En Engativá, a finales de la década del 70, todo quedaba lejos. Su papá, Reyes López, un hombre de oficios varios, incluido el de mensajero, se fue de la casa cuando Claudia tenía 2 años. Desde entonces, su mamá, María del Carmen Hernández, maestra de escuela, se encargó sola de la educación de su hija mayor. La matriculó en el colegio Policarpa Salavarrieta en el barrio Chapinero. Para llegar cada mañana Claudia debía cruzar toda la ciudad. Con apenas 10 años regresaba sola al anochecer, en medio del enjambre de calles y los helados porteros bogotanos. No conoció nunca el miedo. Al llegar a la casa Claudia no descansaba. Tenía que ayudarle a doña María del Carmen a bañar, vestir y alimentar a los tres niños que había tenido su madre en una relación posterior.
Le gustaba el fútbol. Lo aprendió de uno de los compañeros de aventura callejera que se topó algún día en un potrero cuidando un ternerito. Claudia gambeteaba con la habilidad. El amiguito decidió apostarle el animal que cuidaba en un partido de banquetas y Claudia se la ganó. Terminó con el ternero en su casa, pero la mama la obligó a devolvérselo al dueño. Cuarenta años después la candidata a la vicepresidencia bromea con el tema: “Si mi mamá no me hubiera corrido el ternero ahora yo sería ganandera”.

== CONJUNTO DE DATOS ==
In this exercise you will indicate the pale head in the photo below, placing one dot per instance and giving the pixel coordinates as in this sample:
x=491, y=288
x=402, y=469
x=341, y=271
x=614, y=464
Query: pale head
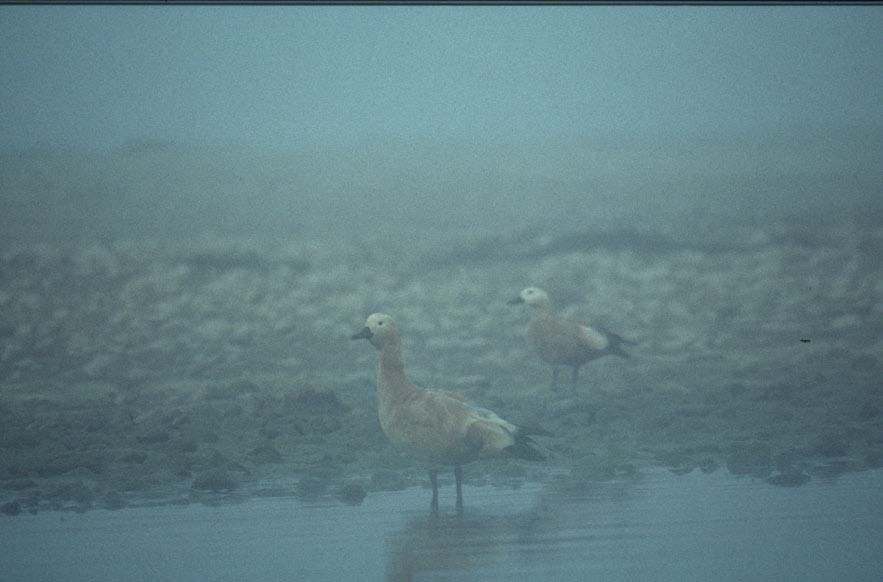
x=379, y=329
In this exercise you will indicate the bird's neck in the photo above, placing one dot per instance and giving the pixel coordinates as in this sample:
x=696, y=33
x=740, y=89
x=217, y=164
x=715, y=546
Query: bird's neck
x=393, y=383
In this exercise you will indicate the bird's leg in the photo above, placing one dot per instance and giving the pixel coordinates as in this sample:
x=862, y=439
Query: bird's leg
x=458, y=479
x=433, y=478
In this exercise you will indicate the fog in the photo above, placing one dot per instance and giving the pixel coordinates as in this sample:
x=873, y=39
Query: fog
x=200, y=206
x=157, y=122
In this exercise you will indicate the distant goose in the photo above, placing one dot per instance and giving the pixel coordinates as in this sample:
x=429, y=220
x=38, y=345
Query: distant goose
x=560, y=341
x=437, y=426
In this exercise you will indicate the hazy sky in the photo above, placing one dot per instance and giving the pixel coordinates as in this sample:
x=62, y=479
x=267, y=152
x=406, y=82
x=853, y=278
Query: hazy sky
x=99, y=76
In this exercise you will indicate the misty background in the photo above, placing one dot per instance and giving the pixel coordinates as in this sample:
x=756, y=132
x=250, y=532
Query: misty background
x=164, y=122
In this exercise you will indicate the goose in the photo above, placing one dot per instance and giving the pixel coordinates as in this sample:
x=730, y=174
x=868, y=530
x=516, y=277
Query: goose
x=561, y=341
x=436, y=426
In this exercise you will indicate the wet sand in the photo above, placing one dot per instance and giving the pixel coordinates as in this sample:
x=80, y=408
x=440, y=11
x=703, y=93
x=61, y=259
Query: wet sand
x=172, y=372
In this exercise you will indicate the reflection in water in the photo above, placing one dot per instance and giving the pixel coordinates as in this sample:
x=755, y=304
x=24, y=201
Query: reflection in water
x=656, y=527
x=448, y=544
x=513, y=531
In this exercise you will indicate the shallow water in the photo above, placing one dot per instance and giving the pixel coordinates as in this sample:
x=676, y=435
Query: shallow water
x=657, y=527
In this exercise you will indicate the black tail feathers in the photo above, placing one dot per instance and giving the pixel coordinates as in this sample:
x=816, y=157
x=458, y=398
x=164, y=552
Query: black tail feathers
x=524, y=447
x=616, y=343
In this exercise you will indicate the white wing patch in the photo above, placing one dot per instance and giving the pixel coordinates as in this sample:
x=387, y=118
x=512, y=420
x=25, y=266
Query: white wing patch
x=594, y=338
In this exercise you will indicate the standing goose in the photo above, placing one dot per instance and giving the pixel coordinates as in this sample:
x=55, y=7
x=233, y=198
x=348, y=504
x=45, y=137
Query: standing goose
x=437, y=426
x=560, y=341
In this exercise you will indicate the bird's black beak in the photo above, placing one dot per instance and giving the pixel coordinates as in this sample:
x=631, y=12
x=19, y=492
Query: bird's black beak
x=364, y=334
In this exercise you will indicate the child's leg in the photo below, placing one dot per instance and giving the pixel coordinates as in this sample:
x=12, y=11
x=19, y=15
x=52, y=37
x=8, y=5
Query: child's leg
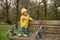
x=25, y=32
x=21, y=31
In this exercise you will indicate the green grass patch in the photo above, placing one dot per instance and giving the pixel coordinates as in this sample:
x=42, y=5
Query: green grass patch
x=3, y=31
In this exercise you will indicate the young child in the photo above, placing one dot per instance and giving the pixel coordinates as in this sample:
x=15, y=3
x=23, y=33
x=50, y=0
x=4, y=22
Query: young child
x=24, y=20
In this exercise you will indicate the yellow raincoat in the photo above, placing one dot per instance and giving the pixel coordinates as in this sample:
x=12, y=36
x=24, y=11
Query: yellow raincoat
x=24, y=20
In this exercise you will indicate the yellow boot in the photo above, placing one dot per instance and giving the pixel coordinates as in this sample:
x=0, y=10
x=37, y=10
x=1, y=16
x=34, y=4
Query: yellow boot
x=25, y=35
x=19, y=35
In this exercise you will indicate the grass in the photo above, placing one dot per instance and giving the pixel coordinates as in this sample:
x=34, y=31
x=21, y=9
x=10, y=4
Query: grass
x=3, y=31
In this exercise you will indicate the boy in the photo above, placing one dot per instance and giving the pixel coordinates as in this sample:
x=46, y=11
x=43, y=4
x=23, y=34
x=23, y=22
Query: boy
x=24, y=20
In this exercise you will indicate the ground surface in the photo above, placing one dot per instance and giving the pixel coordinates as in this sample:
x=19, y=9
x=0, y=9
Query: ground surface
x=3, y=31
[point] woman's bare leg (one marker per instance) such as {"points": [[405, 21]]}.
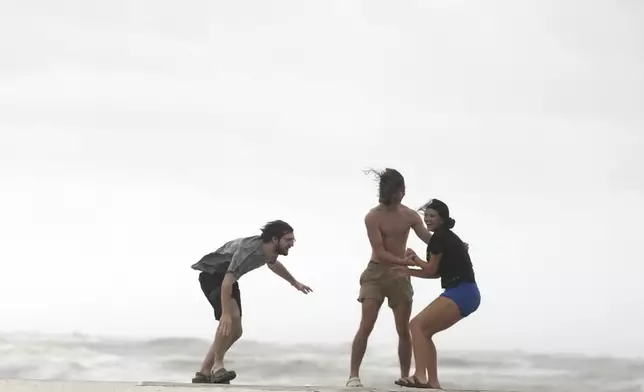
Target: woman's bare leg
{"points": [[441, 314]]}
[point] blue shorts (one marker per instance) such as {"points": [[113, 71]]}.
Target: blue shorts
{"points": [[466, 296]]}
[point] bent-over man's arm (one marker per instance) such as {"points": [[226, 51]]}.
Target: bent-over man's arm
{"points": [[227, 292], [281, 271], [377, 243], [232, 275]]}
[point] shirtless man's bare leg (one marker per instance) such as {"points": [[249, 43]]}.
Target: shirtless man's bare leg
{"points": [[402, 313], [370, 309]]}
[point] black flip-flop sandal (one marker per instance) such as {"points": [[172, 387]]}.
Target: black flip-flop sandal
{"points": [[412, 382], [201, 378], [222, 376]]}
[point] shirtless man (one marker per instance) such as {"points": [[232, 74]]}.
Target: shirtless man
{"points": [[388, 225]]}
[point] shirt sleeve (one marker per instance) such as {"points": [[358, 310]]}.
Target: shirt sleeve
{"points": [[237, 263], [436, 244]]}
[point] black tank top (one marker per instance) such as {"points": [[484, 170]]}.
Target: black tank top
{"points": [[455, 264]]}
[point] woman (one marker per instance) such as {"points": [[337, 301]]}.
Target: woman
{"points": [[447, 259]]}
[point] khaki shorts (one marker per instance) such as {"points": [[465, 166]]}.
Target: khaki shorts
{"points": [[377, 282]]}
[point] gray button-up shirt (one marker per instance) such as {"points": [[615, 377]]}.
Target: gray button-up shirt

== DETALLES DEL EJERCICIO ==
Reescriba el fragmento del texto que comienza en las palabras "En Engativá, a" y termina después de "una relación posterior.". Reemplace "colegio" por "instituto".

== RESULTADO DE LA TAREA ==
En Engativá, a finales de la década del 70, todo quedaba lejos. Su papá, Reyes López, un hombre de oficios varios, incluido el de mensajero, se fue de la casa cuando Claudia tenía 2 años. Desde entonces, su mamá, María del Carmen Hernández, maestra de escuela, se encargó sola de la educación de su hija mayor. La matriculó en el instituto Policarpa Salavarrieta en el barrio Chapinero. Para llegar cada mañana Claudia debía cruzar toda la ciudad. Con apenas 10 años regresaba sola al anochecer, en medio del enjambre de calles y los helados porteros bogotanos. No conoció nunca el miedo. Al llegar a la casa Claudia no descansaba. Tenía que ayudarle a doña María del Carmen a bañar, vestir y alimentar a los tres niños que había tenido su madre en una relación posterior.